[Source data]
::::
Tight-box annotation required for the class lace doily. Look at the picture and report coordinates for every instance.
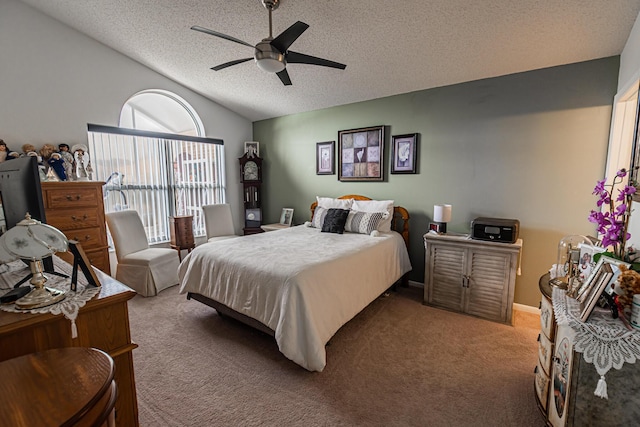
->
[0,257,101,338]
[552,287,640,398]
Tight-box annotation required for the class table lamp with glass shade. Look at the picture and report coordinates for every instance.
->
[0,213,69,309]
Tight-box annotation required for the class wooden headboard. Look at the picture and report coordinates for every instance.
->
[309,194,410,248]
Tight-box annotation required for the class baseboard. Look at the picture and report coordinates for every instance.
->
[407,280,423,288]
[513,302,540,315]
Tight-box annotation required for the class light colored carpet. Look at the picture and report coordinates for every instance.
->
[127,285,545,426]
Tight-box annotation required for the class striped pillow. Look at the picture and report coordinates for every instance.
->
[311,206,329,229]
[344,210,384,235]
::::
§ Task prompt: Beginning with the line that holds "Tight-box annotation required for the class light", please give again each line exactly until the records end, and include that final line.

§ Finished task:
Tight-box annotation required for the class light colored carpet. Look at the picture and report coordinates for every instance.
->
[127,285,545,426]
Tight-box annotation required for the class striped pillow. Look at the picture and report coordinates for every instance.
->
[311,206,329,229]
[344,210,384,235]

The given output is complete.